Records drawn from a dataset
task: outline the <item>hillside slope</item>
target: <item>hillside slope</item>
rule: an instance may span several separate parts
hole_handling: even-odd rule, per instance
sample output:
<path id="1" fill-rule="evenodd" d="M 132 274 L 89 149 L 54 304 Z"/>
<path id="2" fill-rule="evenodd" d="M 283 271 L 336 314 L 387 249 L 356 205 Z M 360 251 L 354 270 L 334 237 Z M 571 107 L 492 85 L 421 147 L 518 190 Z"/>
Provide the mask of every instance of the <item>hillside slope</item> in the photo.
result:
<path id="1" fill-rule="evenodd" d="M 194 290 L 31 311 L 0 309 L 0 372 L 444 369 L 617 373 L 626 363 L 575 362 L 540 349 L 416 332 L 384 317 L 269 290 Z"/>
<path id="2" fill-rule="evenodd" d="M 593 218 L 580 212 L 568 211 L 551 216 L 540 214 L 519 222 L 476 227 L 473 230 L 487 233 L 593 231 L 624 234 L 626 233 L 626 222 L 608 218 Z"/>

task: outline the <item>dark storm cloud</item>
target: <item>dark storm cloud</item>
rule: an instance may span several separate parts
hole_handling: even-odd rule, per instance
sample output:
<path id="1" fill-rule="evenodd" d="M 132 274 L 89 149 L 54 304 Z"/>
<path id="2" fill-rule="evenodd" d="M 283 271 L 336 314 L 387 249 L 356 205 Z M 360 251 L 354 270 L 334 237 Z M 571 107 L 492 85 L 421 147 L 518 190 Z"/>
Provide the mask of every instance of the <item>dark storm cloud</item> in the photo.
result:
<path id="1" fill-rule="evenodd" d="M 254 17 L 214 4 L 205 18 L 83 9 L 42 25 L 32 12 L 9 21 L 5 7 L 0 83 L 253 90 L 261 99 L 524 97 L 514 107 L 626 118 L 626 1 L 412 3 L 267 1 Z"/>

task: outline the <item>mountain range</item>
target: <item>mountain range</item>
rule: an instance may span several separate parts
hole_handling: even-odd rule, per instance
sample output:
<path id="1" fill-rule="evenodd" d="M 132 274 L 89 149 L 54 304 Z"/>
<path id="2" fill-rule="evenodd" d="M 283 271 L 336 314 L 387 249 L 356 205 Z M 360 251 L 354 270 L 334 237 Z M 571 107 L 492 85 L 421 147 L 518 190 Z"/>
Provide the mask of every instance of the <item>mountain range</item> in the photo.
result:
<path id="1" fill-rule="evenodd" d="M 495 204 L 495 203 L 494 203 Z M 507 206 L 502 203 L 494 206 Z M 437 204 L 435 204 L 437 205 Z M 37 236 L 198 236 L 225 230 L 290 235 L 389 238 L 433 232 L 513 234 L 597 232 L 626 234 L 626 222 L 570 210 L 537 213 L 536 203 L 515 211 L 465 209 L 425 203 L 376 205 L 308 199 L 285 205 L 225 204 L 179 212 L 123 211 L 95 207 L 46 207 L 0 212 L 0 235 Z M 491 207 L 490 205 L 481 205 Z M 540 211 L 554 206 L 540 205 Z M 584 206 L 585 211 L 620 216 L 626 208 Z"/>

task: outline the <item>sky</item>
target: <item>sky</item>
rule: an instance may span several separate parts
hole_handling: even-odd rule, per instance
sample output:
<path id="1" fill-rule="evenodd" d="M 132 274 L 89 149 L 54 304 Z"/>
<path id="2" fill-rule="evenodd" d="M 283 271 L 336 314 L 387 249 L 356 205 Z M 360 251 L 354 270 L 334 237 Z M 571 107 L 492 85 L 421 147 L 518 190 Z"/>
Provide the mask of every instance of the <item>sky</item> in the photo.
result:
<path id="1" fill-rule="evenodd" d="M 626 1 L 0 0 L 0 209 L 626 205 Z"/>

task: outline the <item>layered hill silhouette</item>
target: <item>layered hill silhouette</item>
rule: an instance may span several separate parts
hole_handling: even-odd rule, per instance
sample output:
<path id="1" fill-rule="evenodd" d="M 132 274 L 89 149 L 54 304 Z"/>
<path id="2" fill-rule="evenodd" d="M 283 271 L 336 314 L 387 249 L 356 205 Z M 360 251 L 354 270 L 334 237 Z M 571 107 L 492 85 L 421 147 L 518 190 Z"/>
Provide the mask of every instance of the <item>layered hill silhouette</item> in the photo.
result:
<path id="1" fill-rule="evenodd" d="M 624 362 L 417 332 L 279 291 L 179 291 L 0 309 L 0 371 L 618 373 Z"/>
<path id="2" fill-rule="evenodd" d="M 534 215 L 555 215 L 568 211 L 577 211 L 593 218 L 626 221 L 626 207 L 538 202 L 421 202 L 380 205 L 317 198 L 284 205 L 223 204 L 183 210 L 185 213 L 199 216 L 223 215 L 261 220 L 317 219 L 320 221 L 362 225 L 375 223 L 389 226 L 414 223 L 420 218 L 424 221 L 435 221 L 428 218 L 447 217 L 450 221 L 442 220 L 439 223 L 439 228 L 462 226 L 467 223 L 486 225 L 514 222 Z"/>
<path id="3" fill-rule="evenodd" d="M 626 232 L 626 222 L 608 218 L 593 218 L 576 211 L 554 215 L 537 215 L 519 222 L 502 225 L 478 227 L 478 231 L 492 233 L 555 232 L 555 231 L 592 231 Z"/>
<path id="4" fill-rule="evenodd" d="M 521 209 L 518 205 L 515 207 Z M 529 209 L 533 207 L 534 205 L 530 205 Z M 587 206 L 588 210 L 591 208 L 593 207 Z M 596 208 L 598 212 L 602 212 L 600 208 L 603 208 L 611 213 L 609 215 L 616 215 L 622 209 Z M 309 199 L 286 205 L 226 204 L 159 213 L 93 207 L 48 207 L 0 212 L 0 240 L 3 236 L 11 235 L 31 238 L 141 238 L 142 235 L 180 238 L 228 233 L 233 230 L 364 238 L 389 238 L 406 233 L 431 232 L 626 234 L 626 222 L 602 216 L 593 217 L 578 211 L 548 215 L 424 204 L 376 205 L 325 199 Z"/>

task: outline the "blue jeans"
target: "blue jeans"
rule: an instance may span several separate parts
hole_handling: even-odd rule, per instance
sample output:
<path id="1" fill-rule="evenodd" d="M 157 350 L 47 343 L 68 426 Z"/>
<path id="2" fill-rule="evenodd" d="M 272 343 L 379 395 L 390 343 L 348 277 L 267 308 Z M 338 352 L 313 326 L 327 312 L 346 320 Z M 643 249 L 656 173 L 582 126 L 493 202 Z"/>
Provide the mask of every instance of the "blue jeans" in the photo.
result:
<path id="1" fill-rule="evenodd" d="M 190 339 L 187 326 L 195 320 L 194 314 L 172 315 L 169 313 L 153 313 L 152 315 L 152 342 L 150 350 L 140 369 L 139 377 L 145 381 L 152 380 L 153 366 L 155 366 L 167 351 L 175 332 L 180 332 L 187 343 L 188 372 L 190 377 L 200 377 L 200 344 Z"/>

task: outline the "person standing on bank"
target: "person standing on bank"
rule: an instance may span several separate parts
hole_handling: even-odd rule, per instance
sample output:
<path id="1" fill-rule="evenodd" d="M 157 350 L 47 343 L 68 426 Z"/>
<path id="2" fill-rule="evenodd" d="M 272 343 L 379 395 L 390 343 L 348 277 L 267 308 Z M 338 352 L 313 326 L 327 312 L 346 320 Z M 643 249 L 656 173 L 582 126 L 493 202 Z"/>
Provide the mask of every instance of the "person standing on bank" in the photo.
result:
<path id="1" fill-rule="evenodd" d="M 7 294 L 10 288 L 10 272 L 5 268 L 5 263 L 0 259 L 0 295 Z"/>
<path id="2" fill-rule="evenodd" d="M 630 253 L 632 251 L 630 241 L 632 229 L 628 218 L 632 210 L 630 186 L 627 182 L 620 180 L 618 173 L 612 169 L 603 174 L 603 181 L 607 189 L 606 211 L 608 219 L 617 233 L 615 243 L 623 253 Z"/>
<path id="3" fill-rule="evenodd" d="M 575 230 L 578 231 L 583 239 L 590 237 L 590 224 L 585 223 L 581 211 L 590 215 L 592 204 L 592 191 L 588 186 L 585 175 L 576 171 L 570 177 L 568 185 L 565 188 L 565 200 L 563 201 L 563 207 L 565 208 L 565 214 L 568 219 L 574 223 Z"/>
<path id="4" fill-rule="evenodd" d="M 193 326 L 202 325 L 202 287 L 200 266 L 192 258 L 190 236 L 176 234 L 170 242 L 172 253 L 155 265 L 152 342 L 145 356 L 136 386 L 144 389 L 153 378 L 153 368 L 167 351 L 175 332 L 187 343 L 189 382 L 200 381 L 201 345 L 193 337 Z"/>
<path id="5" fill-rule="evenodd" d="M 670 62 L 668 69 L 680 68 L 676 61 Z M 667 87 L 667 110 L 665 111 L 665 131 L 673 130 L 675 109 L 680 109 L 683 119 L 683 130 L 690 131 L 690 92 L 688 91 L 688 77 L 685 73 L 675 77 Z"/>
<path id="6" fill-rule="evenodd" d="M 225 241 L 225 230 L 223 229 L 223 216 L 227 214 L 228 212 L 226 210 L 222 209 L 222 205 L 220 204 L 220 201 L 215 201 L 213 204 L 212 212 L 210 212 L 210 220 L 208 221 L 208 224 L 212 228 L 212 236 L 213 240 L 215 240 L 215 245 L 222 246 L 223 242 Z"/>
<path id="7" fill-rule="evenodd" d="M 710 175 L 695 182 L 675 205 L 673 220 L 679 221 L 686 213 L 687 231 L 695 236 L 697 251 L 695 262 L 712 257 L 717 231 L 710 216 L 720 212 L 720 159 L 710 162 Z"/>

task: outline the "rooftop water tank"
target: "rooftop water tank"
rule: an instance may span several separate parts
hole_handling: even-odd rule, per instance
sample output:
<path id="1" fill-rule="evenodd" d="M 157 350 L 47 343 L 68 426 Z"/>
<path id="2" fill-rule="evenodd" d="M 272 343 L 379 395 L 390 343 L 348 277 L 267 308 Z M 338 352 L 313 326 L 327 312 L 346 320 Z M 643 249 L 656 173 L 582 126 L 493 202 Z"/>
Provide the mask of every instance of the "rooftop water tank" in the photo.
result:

What to do:
In the lines above, find each one with "mountain" and list it.

Written solution:
task: outline the <item>mountain range</item>
target: <item>mountain range</item>
Provide the mask of every instance of the <item>mountain range</item> in the photo.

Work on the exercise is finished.